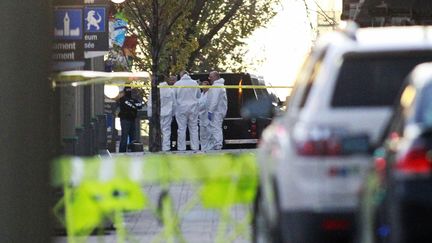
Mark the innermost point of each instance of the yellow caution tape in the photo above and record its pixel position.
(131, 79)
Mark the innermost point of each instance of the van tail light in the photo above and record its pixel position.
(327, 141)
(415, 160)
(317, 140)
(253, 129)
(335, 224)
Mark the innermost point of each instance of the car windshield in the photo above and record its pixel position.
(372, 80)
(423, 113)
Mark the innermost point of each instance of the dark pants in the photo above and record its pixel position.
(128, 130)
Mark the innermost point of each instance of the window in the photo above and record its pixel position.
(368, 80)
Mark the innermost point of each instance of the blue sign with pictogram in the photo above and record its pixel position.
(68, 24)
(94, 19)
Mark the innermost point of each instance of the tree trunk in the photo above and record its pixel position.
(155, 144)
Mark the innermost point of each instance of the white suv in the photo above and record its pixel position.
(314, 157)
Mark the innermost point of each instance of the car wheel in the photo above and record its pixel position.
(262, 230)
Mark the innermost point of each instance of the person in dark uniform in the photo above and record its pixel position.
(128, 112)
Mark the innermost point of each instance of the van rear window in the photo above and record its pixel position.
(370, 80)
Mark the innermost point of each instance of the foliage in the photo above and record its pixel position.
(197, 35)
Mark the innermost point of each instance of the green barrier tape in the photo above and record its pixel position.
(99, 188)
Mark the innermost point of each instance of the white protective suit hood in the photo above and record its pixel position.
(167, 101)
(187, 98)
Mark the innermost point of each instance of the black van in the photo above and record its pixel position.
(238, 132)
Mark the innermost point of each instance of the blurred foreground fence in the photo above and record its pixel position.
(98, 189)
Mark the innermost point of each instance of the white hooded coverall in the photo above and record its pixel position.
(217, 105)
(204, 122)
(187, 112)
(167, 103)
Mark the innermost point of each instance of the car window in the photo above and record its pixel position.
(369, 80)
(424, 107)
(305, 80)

+++

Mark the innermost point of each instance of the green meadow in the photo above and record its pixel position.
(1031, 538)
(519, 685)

+++

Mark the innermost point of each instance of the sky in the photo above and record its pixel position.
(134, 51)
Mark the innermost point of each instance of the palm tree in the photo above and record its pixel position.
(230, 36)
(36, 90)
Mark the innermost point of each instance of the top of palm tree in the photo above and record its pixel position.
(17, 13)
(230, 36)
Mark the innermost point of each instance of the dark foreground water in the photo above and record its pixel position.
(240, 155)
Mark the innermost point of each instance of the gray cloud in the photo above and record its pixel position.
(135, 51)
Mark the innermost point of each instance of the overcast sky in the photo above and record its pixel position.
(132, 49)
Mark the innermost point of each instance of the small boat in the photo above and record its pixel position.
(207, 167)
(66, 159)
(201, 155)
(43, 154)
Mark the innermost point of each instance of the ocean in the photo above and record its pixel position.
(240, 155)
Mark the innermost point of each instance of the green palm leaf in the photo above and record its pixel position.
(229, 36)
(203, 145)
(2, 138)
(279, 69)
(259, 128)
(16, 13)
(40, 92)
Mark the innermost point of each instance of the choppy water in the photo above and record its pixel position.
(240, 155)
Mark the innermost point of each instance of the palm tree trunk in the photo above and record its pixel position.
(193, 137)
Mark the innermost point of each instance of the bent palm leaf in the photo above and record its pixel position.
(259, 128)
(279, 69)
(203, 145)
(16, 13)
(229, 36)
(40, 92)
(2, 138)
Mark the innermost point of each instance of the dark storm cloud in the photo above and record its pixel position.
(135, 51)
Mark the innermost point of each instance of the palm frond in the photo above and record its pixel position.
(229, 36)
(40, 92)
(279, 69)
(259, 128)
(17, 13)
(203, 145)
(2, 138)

+++

Short exercise »
Collect every line of the records above that contains the word "trunk", treating uppercase and lowercase as different.

Task output »
Mark the innermost point of each instance of the tree trunk in the photo above and record its pixel position.
Mark the innermost point of each instance of the palm tree trunk in the photo above and record its pixel position.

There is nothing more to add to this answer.